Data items
------------------------------

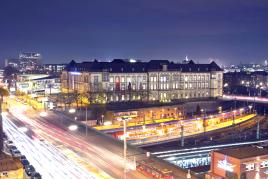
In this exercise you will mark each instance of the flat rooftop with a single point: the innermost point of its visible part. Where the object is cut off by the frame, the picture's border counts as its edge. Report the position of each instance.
(244, 152)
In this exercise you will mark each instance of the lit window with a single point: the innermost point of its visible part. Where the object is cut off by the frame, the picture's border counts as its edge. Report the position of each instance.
(250, 167)
(264, 164)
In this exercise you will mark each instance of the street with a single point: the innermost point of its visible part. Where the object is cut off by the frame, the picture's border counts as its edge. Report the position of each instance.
(97, 159)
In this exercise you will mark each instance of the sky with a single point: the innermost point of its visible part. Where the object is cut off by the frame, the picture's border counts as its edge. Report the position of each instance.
(227, 31)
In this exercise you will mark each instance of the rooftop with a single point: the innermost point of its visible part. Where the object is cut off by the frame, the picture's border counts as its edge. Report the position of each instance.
(122, 66)
(244, 152)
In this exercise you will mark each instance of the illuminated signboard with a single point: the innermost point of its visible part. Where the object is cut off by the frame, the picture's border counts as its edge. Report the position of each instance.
(75, 73)
(128, 114)
(223, 164)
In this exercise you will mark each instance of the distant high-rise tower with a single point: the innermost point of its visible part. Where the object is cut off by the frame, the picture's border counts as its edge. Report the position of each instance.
(266, 62)
(30, 60)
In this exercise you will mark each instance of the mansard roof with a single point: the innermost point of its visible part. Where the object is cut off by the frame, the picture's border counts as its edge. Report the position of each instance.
(124, 66)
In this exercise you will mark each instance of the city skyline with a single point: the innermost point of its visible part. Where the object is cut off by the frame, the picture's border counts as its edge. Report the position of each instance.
(227, 32)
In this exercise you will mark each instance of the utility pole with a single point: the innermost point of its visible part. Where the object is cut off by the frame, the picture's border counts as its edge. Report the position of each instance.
(182, 135)
(258, 130)
(125, 149)
(86, 120)
(1, 124)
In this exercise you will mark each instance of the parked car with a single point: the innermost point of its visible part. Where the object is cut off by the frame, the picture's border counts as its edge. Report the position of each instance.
(25, 163)
(8, 143)
(36, 175)
(16, 153)
(29, 170)
(12, 148)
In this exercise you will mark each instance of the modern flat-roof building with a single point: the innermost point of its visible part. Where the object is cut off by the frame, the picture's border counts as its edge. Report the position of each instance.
(10, 167)
(239, 163)
(162, 80)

------------------------------

Could you return every line of the records above verbatim, omitting the pictures?

In this exercise you will mark each instance of the flat rooftop with a single point: the innermost point of its visible part. Where the object is cut off by the frame, the picture's border counts as its edge. Report the position of each instance.
(244, 152)
In this exercise you will mark each instance of the lit window with a single point: the innermost point of its visible part. Where the object is cut off by the frame, the picture's border counts as its edge. Report the position of each instance.
(250, 167)
(264, 164)
In this exercise you will mark each instance of the street with a single point: the innermost point of its visible part. Where the object is cut off by the frame, the picture's border counts as its edge. Report the position of each instance.
(97, 159)
In this exercise you will mark each instance of the sky with a single point: the innermost point of its visible part. Where the object is cut off by the frame, the picture's border counts as its edge. Report the position of each instance.
(227, 31)
In this exercise you will mark each instance of the rooftop with a single point: the innermost point of its visible part. Where the object is cut off by the frame, the picture's border counts as its edge. Report the position of each instance.
(122, 66)
(244, 152)
In this exercise you will mark each instance of the illuminated signboard with a single point: the innermost point of its visible part. Where the object is cut off by the frame, the picture's border counts as its edge. Report the position of each instance.
(75, 73)
(128, 114)
(223, 164)
In this exercise you will mark each instance of the distant high-rise tower with a single point: the innermost point of its visible part. Where the object is cut off by the frame, the picture's border counts as its edge. Report the position of each instance.
(266, 62)
(30, 60)
In this exercise you will mark each instance of the mansard roof with a single point: the innermost point of its visible part. Where the object is cut off by the frame, the picture's border counts as its edge. Report the position of each instance.
(124, 66)
In this exercise you will mark each instance of the city skyline with a single point: the innermost point of its visible part. Where the object is cut off by the frame, the picture's border counts as its edge. Report the position of each instance.
(227, 32)
In this exercise you will mark each instance of the utility pole with a single point: the innermost point of its visible part. Where the object is cut off by the frame, the picture's border counts as its edge. Report the position of each instance.
(182, 135)
(258, 130)
(125, 149)
(86, 120)
(1, 124)
In this exercise you will mark each instance of the parked car with a single point: the innermost point of its visible part. Where the object is cut off by the frame, the picture's border counts as its edge. Report the position of each instance.
(25, 163)
(8, 143)
(36, 175)
(16, 153)
(29, 170)
(12, 148)
In this exercise you will mark each instance of the modern flat-roof building with a single point: the innermost point of its visible part. Where the object is cut off by the frame, the picture's border counts as its edge. Report the position of each instance.
(10, 167)
(239, 163)
(162, 80)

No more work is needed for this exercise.